Yes you have been a great help.
I thought I could just connect the IC and so it worked. It did not :-(

Here is the output, it looks like the other times.
This means that there is a connection to the LTC2433?

Code: [Select]
-201
-22
-59
-22
-58
-75
-207
-96
-112
-80
-99


And a problem with the input to the LTC2433 ?

Perhaps I have found the error, there does not seem that there is a supplay for the 4 strain gauge.

If I put my fingers on the input I get the following
Code: [Select]

-20840
-18899
-11663
-13768

steen67

Now I've got it working :-)
There was no Vcc to the 4 strain gauge

0 kg is about -3295
5 kg is about -4477
Me on the top is about -18087
About 236 each kg

But why is the number negative ?

You must have many thanks for your help pylon.
It was never succeed without you.

pylon

Quote
But why is the number negative ?


Because the ADC can convert positive and negative voltages. You can change that either in the hardware or just remove the addition of the sign in the code, e.g. this line:

Code: [Select]
    int16_t value = (byte1 & 0x20) ? -v : v;


make this line looking like this:

Code: [Select]
    int16_t value = v;


and you have positive values.

**Source data**
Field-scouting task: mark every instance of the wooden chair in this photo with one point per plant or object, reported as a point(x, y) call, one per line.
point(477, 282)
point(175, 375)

**To do**
Please list every value the forum thread above shows right after the sentence "If I put my fingers on the input I get the following".

**Correct output**
-20840
-18899
-11663
-13768